- [The task]: Once the line containing "Reviewer note: confirm that each instance of the tree" is located, output it and every line after it through the end of the records, exactly as written and nothing else.

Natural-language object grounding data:
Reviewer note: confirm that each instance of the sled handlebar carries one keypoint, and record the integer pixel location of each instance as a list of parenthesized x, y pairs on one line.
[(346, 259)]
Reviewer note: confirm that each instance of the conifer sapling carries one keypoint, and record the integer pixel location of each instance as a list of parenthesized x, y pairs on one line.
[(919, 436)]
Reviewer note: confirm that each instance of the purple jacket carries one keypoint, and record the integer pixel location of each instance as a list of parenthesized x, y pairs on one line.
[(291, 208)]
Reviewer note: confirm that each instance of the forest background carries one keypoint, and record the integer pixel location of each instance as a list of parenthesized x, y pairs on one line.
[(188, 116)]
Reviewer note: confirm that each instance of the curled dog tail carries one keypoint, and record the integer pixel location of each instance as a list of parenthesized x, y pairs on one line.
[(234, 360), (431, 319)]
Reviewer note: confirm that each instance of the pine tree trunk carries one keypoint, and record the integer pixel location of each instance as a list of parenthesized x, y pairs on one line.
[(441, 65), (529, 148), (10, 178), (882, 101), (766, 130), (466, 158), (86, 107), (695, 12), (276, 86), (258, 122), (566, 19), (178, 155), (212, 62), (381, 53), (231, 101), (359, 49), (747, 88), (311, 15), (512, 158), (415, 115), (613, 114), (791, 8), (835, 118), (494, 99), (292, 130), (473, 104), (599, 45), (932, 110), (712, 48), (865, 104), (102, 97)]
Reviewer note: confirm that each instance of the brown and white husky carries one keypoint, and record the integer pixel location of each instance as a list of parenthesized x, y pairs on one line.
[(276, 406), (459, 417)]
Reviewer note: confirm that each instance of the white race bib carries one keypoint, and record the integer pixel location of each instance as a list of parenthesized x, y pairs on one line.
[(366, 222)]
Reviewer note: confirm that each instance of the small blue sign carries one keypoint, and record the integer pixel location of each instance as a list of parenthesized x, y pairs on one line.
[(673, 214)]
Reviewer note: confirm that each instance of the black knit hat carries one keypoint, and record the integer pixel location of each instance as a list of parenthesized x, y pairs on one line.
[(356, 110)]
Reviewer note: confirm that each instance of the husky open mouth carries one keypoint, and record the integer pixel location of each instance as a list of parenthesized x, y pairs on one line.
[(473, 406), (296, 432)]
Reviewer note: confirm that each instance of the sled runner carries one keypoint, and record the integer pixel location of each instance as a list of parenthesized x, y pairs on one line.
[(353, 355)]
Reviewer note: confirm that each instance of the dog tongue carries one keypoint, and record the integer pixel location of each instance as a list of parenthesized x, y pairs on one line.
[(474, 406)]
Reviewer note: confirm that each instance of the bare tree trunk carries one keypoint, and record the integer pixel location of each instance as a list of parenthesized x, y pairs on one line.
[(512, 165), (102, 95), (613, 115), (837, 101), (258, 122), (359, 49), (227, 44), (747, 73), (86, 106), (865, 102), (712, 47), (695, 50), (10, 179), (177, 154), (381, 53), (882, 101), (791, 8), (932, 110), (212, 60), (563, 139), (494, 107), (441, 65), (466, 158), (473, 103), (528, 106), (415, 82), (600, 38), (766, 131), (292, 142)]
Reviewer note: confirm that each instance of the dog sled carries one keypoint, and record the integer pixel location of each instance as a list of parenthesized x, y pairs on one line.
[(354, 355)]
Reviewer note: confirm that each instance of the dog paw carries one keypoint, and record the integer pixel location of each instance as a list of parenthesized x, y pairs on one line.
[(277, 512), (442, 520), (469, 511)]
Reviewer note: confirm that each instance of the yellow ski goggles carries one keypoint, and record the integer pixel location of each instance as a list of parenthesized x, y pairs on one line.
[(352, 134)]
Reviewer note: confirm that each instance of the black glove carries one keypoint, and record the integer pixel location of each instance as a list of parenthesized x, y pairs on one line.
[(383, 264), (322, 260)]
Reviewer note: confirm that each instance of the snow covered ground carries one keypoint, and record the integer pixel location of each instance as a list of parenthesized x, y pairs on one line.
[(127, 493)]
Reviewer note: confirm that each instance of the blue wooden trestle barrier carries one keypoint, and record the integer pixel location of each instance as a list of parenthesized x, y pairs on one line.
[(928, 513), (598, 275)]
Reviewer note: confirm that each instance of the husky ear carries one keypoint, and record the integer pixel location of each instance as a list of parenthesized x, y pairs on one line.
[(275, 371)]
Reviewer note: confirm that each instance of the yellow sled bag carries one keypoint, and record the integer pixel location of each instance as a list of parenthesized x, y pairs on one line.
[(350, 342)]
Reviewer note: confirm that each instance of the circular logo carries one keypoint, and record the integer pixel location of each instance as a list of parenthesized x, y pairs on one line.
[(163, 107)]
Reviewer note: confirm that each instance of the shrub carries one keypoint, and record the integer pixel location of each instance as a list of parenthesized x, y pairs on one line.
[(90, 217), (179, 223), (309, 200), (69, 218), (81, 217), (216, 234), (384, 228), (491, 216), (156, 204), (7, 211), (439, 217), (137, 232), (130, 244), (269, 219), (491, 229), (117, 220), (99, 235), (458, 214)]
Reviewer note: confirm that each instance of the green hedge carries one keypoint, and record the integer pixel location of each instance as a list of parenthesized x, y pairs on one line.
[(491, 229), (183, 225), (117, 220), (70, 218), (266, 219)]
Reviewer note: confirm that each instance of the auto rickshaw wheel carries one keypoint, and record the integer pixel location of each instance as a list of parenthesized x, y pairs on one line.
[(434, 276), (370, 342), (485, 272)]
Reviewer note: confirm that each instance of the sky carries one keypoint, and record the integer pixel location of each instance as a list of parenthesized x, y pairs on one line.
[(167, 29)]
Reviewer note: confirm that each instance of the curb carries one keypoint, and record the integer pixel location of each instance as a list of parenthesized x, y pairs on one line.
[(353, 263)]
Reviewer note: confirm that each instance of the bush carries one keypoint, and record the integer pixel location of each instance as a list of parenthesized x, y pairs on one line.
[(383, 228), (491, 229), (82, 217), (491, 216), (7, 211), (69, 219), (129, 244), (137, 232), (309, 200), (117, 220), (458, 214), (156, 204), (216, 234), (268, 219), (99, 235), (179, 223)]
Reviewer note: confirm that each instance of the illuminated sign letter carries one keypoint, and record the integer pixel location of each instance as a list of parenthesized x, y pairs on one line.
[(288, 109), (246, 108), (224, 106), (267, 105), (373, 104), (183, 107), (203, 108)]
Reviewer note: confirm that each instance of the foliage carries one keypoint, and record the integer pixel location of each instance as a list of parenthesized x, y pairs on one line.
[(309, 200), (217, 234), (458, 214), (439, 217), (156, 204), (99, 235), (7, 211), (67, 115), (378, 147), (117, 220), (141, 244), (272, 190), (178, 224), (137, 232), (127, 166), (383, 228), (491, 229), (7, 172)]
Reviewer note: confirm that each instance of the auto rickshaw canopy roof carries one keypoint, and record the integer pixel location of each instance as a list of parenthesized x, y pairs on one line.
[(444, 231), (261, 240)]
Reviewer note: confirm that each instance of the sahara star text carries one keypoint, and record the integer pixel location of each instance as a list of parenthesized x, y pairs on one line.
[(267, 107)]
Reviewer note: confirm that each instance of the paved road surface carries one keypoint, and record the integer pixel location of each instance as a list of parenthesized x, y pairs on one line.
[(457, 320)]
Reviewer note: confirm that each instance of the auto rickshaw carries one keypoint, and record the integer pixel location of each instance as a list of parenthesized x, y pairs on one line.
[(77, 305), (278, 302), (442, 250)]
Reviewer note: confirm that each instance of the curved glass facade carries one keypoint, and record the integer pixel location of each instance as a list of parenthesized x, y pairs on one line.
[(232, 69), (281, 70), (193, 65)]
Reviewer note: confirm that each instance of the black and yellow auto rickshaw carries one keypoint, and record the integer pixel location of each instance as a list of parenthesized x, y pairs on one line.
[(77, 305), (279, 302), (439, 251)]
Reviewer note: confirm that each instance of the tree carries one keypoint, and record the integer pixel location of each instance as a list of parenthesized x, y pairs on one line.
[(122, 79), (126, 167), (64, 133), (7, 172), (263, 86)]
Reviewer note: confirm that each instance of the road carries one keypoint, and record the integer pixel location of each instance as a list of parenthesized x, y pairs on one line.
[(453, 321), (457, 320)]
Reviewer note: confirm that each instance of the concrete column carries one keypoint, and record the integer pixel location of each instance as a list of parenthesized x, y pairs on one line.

- [Answer space]:
Reviewer note: confirm that each instance of the tree carries one keypoint, and record the integer pixel location of each instance as a list of parenthesized x, y pairs on one line.
[(122, 79), (126, 167), (64, 133), (7, 172), (263, 86)]
Reviewer note: confirm that each instance of the road carries one keypoint, and record the integer pixel location of each instance as a list of parenthesized x, y pairs on one line.
[(453, 321), (457, 320)]
Reviewer note: confirm that each instance of the concrete column carries one keypoint, and record the integer pixel location of each instance as a list of parenthesized x, y pairs on one line.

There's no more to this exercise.